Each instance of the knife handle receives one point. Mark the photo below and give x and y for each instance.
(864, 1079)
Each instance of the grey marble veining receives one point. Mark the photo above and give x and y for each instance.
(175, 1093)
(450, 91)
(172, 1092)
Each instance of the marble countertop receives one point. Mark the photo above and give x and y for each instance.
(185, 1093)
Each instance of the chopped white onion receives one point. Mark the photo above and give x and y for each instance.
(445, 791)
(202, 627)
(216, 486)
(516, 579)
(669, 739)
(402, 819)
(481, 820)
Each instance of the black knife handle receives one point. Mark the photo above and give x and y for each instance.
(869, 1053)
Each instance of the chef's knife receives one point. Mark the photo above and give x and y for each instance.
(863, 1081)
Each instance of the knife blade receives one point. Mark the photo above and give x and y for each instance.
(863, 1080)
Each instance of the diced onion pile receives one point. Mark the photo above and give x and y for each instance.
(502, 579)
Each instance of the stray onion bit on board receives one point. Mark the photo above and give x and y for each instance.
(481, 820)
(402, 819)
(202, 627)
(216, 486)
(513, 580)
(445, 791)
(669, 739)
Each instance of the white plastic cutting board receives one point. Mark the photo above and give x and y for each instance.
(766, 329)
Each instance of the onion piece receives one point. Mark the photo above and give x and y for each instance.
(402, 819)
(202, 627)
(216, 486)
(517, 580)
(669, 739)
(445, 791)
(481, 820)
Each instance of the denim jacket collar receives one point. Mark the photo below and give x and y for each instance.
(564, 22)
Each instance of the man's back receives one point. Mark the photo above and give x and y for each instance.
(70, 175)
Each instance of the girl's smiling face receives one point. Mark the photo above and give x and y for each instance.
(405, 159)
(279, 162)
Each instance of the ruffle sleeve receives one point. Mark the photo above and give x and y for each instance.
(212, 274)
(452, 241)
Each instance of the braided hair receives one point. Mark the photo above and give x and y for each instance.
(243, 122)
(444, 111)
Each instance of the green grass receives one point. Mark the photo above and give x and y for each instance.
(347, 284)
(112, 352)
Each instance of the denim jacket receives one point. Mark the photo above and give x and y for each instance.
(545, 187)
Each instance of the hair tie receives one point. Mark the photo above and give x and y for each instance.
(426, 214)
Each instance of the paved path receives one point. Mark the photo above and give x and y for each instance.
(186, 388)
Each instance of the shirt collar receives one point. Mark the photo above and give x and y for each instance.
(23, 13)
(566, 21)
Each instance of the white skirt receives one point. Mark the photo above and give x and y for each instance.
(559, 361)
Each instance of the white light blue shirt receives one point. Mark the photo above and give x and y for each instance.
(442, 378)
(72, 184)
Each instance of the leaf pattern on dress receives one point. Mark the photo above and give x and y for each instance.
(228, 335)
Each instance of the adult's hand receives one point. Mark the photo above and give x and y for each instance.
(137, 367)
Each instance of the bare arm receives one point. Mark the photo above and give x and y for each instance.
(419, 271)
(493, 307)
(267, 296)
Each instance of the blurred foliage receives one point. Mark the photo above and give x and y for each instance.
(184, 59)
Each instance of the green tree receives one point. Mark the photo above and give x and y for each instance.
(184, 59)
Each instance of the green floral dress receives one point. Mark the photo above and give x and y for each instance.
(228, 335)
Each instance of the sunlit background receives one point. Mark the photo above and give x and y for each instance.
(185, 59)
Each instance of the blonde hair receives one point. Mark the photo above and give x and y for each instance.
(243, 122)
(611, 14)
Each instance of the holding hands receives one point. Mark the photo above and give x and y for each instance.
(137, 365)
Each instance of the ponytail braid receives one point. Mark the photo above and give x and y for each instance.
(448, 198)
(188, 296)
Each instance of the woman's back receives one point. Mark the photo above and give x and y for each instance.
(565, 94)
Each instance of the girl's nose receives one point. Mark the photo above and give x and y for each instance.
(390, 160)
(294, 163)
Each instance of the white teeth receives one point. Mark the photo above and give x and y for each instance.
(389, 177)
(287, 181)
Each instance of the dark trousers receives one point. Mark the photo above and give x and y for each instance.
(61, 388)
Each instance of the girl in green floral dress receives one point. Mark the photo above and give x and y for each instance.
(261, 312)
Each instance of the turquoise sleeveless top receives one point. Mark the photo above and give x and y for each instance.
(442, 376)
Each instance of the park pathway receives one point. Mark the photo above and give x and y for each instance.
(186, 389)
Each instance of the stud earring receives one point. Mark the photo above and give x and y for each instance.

++++

** Prompt **
Please copy the listing above, swapping "receives one point" for "gets one point" at every occurrence and leaving all other text as it is.

** Task solution **
Each instance of the knife handle gets one point. Mark the photo below and give x and y for each instance.
(864, 1079)
Each instance of the grey marble veining gets one point. Mark the photo above and give x and y for each instance.
(175, 1093)
(450, 91)
(172, 1092)
Each instance of the marble countertop gets one point. Mark the photo above and give x and y for each instance.
(185, 1093)
Each instance of the chopped white onion gets one point. Mark the photo above and give x and y for each instance.
(445, 791)
(202, 627)
(216, 486)
(516, 579)
(669, 739)
(402, 819)
(481, 820)
Each instance of the black knife handle gets one point. Mark the photo above and give x and y for each instance.
(869, 1053)
Each instance of the chef's knife gets one point. Mark the photo above and give x and y for each instance.
(863, 1081)
Each instance of the knife blade gets one point. Mark the photo above and give x and y for each instance.
(863, 1080)
Each instance of the diced onion pile gets one point. Mark the photo above and give x and y for each instance.
(502, 579)
Each instance of the stray onion bit on board gets one point. Mark the photo above and give x and y for each instance.
(481, 820)
(402, 819)
(202, 627)
(216, 486)
(513, 580)
(445, 791)
(669, 739)
Each instance of the white plastic cutting board gets one point. Mark the photo above and give x and y for each instance.
(766, 329)
Each instance of the onion piece gets one point. Mark the photo above and give x and y for each instance.
(402, 819)
(202, 627)
(216, 486)
(517, 580)
(669, 739)
(445, 791)
(481, 820)
Each instance of the denim jacket collar gets one point. Mark the photo below and give x and y for each instance.
(564, 22)
Each instance of the man's back gets one point. Mark the photo above and give x and y for each instance.
(70, 175)
Each instance of the girl's smiling face gets one point. Mark the photo above and give x and y for each instance.
(405, 159)
(279, 162)
Each instance of the ruffle sleeve gets one point. Mark the photo above and give x and y for each instance.
(212, 274)
(452, 241)
Each instance of the braided hair gets one point. Mark the photo above and give x and y for each instance.
(243, 122)
(444, 111)
Each instance of the green grass gets one point. Mark the photo above and give x and y for each instance.
(347, 284)
(112, 352)
Each instance of the denim jacket gets one point. Mark the photo above and give x and y for each instance.
(545, 187)
Each instance of the hair tie gets one point. Mark the photo above and give x and y for each instance.
(426, 214)
Each instance of the paved path gets one point. Mark the photo above and give x and y for each instance.
(186, 388)
Each instance of the shirt collar gets one point. Mark the photo above and give x and y for each instance.
(23, 13)
(566, 21)
Each instance of the white skirt gets one point. Mark the photo above and give x and y for each instance.
(559, 361)
Each instance of the white light blue shirt gets one point. Mark the photo above and give x and y for each instance.
(442, 378)
(72, 184)
Each instance of the leaf pattern on dress gets one point. Mark the photo above and give x and y for each instance.
(228, 335)
Each instance of the adult's hand gets one point. Mark the photo above and give x and y for each instance.
(137, 367)
Each instance of the bare arm gets one point. Mark the photo above and give x and y for each instance.
(419, 271)
(493, 307)
(267, 296)
Each instance of the blurred foliage gets one point. Mark the photo above and give x and y for each instance.
(184, 59)
Each instance of the green tree gets one point. Mark the photo above and give x and y for each instance.
(184, 59)
Each instance of the green floral dress gets one point. Mark the photo above and give x and y for each instance.
(228, 335)
Each instance of the sunlit background gets one point. Mark the photo above and give x and y for each instance.
(185, 59)
Each instance of the blonde hair gets one point. Mark the photo above and give x and y for each instance.
(243, 122)
(611, 14)
Each instance of the holding hands gets one point. Mark the photo above and give x and y for each instance.
(137, 365)
Each instance of the ponytail braid gets one point. Mark the photo above and give x and y for each instance.
(448, 198)
(188, 296)
Each instance of the woman's back gets one point. Mark the photo above and give x and y for each instance.
(565, 94)
Each instance of the girl's nose gets one point. Mark the photo above and give x and y for each instance.
(390, 160)
(294, 163)
Each instance of the white teeth gets one point. Mark the photo above and give x and y for each instance.
(389, 177)
(287, 181)
Each instance of the dark trousers gets one point. Mark the photo above and give x and y for each instance.
(61, 388)
Each instance of the girl in green floral dress gets one point. Mark the photo above and give x and y for each instance.
(261, 312)
Each instance of the turquoise sleeveless top gets one point. Mark the photo above and give x and y for each instance.
(442, 376)
Each instance of the park pathway gets one point. Mark the photo above and give x and y for each instance.
(186, 389)
Each instance of the stud earring gets one point. Mark the photo above and give x and y for each instance.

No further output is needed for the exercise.